▶ Aim of the task: From the records below, set down exactly the lines starting with the line that contains "rear windshield wiper | locate" and going on through the line that contains "black metal fence | locate". Nothing else is wanted.

***** Records to process *****

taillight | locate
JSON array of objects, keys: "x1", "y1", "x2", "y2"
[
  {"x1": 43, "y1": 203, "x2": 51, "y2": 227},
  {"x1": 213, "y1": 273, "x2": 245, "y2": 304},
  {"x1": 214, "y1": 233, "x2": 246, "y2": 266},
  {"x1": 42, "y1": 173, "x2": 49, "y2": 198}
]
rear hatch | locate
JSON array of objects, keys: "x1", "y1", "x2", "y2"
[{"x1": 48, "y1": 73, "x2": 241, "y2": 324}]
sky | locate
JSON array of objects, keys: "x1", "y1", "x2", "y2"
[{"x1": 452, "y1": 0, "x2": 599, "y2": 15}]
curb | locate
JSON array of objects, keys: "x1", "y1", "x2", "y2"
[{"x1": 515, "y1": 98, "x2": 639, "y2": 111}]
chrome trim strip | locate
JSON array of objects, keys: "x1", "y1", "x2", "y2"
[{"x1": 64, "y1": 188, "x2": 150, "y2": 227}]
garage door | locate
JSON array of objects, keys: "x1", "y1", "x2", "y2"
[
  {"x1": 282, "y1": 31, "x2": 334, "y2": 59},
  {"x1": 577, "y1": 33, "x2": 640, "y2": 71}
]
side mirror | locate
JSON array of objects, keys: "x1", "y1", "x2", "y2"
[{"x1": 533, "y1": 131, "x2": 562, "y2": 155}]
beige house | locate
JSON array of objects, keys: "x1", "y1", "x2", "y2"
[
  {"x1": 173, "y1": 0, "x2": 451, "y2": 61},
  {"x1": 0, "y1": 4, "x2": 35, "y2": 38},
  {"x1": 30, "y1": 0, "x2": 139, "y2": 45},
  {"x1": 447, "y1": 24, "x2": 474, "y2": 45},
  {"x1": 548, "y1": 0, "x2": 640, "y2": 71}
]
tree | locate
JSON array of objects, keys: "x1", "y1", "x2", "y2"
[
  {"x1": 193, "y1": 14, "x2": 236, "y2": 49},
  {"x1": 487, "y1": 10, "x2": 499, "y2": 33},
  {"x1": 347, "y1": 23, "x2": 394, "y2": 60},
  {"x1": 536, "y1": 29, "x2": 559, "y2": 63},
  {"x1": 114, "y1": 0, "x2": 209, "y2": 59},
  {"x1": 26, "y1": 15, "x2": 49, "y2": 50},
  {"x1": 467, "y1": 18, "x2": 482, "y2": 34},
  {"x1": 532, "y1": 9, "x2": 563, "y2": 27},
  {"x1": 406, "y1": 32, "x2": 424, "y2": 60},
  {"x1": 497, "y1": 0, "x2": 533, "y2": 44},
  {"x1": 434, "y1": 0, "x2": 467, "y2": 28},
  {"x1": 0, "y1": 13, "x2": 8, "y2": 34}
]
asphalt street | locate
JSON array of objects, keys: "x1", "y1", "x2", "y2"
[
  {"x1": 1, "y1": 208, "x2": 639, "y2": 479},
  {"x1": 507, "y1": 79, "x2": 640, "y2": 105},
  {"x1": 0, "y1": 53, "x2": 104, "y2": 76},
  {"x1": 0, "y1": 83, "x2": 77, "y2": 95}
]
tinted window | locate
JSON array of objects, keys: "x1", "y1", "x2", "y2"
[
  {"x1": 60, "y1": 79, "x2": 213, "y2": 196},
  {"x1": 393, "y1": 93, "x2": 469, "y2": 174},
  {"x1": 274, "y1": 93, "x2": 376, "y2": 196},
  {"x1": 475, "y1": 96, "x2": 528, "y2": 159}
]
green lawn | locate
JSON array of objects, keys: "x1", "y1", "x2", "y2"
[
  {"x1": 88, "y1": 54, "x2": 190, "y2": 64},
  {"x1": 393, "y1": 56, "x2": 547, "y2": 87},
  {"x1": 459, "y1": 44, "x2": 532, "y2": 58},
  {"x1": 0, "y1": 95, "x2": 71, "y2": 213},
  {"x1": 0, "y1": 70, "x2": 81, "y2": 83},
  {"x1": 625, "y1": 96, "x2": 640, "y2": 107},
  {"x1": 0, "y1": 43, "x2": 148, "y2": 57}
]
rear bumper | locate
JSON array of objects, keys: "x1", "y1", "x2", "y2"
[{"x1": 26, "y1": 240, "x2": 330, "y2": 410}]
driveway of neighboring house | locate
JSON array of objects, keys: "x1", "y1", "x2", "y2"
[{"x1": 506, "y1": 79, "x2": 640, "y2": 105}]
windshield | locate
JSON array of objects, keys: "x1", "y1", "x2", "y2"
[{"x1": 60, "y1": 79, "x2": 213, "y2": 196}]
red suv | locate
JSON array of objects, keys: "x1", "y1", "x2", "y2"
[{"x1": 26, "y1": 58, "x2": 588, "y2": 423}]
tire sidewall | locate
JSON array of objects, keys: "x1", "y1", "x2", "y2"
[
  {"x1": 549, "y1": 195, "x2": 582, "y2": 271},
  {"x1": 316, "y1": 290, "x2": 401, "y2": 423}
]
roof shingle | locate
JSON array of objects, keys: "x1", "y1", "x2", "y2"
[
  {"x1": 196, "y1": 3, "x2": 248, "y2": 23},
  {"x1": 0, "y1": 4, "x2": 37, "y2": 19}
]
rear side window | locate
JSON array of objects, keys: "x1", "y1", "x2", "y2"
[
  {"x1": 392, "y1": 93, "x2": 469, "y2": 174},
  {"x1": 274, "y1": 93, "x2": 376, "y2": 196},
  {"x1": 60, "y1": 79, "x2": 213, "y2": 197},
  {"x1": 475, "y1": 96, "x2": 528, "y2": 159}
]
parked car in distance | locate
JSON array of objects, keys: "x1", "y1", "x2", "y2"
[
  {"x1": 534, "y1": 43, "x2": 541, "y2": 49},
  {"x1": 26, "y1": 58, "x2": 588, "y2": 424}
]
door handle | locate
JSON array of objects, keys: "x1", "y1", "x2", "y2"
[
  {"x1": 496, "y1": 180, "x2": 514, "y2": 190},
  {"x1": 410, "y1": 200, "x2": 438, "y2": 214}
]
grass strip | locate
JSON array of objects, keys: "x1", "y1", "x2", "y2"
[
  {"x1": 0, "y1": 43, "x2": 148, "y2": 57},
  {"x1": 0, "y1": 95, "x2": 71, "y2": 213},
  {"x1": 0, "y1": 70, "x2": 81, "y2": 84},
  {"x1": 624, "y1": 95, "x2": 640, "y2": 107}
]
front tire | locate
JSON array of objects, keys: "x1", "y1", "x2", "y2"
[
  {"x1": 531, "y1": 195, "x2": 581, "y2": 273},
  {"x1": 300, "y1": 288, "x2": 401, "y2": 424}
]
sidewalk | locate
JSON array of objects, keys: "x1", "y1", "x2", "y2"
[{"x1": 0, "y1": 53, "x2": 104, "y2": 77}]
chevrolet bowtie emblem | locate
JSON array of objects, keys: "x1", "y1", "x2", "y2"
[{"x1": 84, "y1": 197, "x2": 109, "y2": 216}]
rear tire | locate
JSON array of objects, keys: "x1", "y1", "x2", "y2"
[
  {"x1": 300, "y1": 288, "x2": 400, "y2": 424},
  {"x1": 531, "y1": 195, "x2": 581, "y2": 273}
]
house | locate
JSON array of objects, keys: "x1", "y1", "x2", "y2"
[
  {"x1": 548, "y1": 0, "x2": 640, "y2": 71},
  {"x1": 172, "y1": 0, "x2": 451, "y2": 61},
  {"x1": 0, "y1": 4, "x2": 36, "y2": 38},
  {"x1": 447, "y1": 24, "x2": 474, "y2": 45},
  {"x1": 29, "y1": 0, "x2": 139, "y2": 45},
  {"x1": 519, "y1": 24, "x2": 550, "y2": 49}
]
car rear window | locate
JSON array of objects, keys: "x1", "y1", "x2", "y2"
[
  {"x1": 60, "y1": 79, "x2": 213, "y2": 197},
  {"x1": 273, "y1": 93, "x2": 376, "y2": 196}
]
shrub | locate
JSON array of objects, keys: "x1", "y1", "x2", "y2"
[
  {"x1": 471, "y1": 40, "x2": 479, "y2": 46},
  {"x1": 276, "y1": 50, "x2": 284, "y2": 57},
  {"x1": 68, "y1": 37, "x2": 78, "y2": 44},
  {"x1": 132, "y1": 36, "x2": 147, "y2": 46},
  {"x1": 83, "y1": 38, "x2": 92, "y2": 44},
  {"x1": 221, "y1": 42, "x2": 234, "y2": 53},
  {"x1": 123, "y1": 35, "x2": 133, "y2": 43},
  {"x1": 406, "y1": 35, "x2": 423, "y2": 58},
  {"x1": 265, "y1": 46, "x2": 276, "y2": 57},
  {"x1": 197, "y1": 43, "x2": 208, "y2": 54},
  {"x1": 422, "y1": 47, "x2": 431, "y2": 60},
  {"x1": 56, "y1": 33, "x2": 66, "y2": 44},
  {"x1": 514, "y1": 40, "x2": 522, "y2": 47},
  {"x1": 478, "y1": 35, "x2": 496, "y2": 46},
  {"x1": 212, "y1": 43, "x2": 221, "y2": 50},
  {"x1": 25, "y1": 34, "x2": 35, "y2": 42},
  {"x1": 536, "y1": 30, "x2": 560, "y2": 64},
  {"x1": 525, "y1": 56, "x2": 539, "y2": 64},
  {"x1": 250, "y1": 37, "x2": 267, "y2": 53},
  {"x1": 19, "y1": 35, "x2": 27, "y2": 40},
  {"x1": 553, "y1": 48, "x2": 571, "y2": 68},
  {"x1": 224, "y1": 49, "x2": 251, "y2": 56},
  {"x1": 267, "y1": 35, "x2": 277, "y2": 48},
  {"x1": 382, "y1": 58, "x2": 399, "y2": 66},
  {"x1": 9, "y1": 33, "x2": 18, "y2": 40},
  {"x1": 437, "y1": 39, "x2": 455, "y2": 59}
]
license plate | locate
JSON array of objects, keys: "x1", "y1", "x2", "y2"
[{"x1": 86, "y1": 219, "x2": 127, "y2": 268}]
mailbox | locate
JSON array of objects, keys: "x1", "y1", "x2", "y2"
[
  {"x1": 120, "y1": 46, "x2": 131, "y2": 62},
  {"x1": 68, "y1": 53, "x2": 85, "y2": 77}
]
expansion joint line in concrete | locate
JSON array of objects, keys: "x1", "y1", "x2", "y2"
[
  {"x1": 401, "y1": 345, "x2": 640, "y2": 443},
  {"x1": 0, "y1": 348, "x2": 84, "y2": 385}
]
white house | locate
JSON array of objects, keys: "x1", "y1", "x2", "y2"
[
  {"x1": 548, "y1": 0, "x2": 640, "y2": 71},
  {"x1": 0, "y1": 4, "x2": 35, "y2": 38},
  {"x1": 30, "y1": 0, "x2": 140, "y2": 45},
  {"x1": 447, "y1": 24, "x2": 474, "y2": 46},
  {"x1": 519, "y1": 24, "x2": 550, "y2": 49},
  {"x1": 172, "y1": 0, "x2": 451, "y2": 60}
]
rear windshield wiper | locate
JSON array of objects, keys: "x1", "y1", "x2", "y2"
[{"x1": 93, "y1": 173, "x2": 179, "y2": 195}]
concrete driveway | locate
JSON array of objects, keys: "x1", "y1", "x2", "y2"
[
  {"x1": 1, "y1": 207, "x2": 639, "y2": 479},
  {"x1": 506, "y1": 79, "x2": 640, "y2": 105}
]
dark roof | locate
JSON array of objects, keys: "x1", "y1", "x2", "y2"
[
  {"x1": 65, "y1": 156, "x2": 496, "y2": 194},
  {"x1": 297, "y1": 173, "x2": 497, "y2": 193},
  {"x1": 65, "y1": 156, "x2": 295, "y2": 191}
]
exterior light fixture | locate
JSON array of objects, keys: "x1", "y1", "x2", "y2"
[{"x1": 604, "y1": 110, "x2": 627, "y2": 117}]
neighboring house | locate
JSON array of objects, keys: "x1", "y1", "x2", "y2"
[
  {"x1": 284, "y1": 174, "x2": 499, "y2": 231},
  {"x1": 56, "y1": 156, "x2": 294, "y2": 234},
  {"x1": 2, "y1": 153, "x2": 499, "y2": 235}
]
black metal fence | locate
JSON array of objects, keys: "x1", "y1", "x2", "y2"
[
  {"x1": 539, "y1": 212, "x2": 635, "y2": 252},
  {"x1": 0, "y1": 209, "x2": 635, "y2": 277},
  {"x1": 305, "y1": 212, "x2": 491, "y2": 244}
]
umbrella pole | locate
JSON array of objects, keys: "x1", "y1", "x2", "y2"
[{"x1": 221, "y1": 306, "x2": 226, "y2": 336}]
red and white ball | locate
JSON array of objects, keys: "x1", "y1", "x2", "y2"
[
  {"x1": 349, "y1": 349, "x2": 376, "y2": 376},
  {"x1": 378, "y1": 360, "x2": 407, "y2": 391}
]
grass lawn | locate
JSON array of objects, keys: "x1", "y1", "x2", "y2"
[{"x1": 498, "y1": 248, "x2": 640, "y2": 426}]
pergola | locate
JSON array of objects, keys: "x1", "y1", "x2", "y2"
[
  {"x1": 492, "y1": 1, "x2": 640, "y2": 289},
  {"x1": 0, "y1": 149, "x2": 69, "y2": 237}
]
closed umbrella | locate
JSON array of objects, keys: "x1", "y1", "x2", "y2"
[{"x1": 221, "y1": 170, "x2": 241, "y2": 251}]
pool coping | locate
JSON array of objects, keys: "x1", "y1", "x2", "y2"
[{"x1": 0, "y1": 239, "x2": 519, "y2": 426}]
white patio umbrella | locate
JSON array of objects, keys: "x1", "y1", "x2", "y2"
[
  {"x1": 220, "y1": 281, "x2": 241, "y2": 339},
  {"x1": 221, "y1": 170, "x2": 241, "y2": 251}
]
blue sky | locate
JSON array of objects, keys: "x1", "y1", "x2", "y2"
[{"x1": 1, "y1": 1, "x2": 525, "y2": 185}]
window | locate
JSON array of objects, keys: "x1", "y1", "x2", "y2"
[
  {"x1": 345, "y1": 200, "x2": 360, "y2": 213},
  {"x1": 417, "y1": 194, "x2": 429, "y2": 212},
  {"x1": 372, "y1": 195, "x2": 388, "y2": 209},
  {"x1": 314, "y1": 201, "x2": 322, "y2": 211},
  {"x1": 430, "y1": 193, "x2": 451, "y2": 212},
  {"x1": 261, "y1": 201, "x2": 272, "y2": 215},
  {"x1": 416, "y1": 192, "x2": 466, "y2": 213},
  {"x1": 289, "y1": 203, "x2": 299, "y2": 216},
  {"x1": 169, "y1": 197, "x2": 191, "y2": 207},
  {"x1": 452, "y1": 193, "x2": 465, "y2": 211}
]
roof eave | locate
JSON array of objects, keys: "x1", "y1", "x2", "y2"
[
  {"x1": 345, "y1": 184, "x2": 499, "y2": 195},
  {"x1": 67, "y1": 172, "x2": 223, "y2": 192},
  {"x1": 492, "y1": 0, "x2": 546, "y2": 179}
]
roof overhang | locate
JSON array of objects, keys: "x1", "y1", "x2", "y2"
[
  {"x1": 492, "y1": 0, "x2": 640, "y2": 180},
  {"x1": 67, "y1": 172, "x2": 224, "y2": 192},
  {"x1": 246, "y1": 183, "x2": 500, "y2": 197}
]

*****

▶ Result below:
rear windshield wiper | locate
JSON array of objects, keys: "x1", "y1", "x2", "y2"
[{"x1": 93, "y1": 173, "x2": 179, "y2": 195}]
concrete driveway | locate
JSON array of objects, keys: "x1", "y1", "x2", "y2"
[
  {"x1": 1, "y1": 207, "x2": 639, "y2": 479},
  {"x1": 506, "y1": 79, "x2": 640, "y2": 105}
]
dark roof | locate
JSON array of objects, keys: "x1", "y1", "x2", "y2"
[
  {"x1": 65, "y1": 156, "x2": 496, "y2": 194},
  {"x1": 297, "y1": 173, "x2": 497, "y2": 193},
  {"x1": 65, "y1": 156, "x2": 295, "y2": 191}
]
exterior light fixture | locate
JSON array of objects, keys: "x1", "y1", "x2", "y2"
[{"x1": 604, "y1": 110, "x2": 627, "y2": 117}]
neighboring house | locate
JSON array of objects, keys: "x1", "y1", "x2", "y2"
[
  {"x1": 284, "y1": 174, "x2": 499, "y2": 231},
  {"x1": 56, "y1": 156, "x2": 294, "y2": 234},
  {"x1": 2, "y1": 153, "x2": 499, "y2": 235}
]
black metal fence | locate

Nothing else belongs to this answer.